[Position annotation rows]
+ + + +

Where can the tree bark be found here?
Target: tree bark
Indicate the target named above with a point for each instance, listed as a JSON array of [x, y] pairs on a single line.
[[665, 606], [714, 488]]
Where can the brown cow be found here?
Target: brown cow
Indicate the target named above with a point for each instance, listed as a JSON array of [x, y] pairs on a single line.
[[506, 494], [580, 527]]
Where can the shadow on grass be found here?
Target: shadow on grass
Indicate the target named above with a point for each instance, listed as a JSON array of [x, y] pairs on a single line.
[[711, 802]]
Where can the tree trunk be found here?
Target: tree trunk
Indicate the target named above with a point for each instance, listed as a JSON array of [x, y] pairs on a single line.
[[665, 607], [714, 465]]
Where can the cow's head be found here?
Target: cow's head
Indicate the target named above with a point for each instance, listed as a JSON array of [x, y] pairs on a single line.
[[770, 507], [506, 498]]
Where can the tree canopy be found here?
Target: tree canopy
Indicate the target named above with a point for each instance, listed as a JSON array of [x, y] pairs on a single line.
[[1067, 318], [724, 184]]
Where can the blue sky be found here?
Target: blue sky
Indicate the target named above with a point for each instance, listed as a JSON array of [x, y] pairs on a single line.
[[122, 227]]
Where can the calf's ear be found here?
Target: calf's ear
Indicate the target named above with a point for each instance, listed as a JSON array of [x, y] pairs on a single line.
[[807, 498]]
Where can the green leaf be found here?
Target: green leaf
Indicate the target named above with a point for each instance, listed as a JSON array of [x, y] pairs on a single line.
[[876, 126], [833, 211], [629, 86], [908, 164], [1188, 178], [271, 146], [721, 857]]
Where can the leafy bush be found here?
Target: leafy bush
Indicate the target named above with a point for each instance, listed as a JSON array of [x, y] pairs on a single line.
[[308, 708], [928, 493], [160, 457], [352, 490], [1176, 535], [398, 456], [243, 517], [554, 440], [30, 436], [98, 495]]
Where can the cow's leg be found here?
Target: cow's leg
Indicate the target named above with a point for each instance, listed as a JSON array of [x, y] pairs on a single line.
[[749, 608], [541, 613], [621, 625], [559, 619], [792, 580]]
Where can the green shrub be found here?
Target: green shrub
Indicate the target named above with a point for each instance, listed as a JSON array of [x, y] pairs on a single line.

+ + + +

OBJECTIVE: Can you lay out every line of the rows above as a Markdown table with the columns "No." and "Line", numbering each line and leaving out blank ones?

EXPECTED ANSWER:
| No. | Line |
|---|---|
| 1 | Where can the tree bark be found here? |
| 2 | Target: tree bark |
| 3 | Indicate the target named above with a point for each instance, listed as a JSON array of [x, y] pairs on a single line. |
| 4 | [[665, 606], [714, 488]] |
| 5 | Where can the brown cow be found here? |
| 6 | Target: brown cow |
| 7 | Indicate the target named above with a point for each instance, listed as a JSON array of [x, y] pairs on a single line. |
| 8 | [[506, 494], [580, 527]] |
| 9 | Where can the shadow on grass be found here? |
| 10 | Target: shadow on grass |
| 11 | Indicate the target named above with a point for each instance, listed as a JSON array of [x, y] pairs on a single line. |
| 12 | [[711, 802]] |
| 13 | Where can the tree trunk be found here? |
| 14 | Target: tree trunk |
| 15 | Indicate the target named above with a point for each instance, listed as a JSON array of [x, y] pairs on a single line. |
| 16 | [[665, 607], [714, 465]] |
| 17 | Where can the cow's head be found here? |
| 18 | Target: cow's head |
| 19 | Indicate the target named above with a point for each instance, listed as a JSON array of [x, y] pairs on a single line. |
| 20 | [[770, 507], [506, 498]] |
| 21 | Where can the tree canopy be found here? |
| 22 | Target: tree canopy |
| 23 | Indicate the target named above with a point for each instance, listed as a JSON array of [x, y] pairs on a single line. |
| 24 | [[1067, 318], [724, 184]] |
| 25 | Where can the blue sky be found here? |
| 26 | Target: blue sky |
| 27 | Indicate the target named above with a point for each instance, listed as a JSON array of [x, y] pairs on a single line. |
| 28 | [[122, 227]] |
| 29 | Where can the calf's ear be found here? |
| 30 | Target: calf's ear |
| 31 | Indicate the target named above with a point for each instance, listed as a JSON array of [x, y] pairs on a single line. |
| 32 | [[807, 498]] |
| 33 | Where can the green leaf be found here? |
| 34 | Target: green leaf |
| 35 | Indicate the target named above with a point for each instance, listed as a JSON array of [x, y] pairs on a single line. |
| 36 | [[876, 126], [833, 211], [629, 86], [908, 164], [1188, 178], [271, 146], [721, 857]] |
| 37 | Where can the leafy bush be found here? |
| 38 | Target: leafy bush |
| 39 | Indicate the target named above with a point for each instance, listed as a JSON array of [x, y] pairs on a single line. |
| 40 | [[308, 708], [928, 493], [160, 457], [352, 490], [1176, 535], [398, 456], [243, 517], [554, 440], [30, 436], [98, 495]] |
| 41 | Where can the cow's leg be found here? |
| 42 | Target: cow's leg |
| 43 | Indicate the target named above with a point for each instance, listed as a JSON array of [x, y] pairs on a single line. |
| 44 | [[749, 608], [541, 613], [621, 625], [559, 619], [792, 580]] |
| 45 | Where can the green shrub be found here? |
| 46 | Target: green shrub |
| 47 | Indicate the target named above with a point for each instance, listed as a JSON array of [x, y] pairs on a single line. |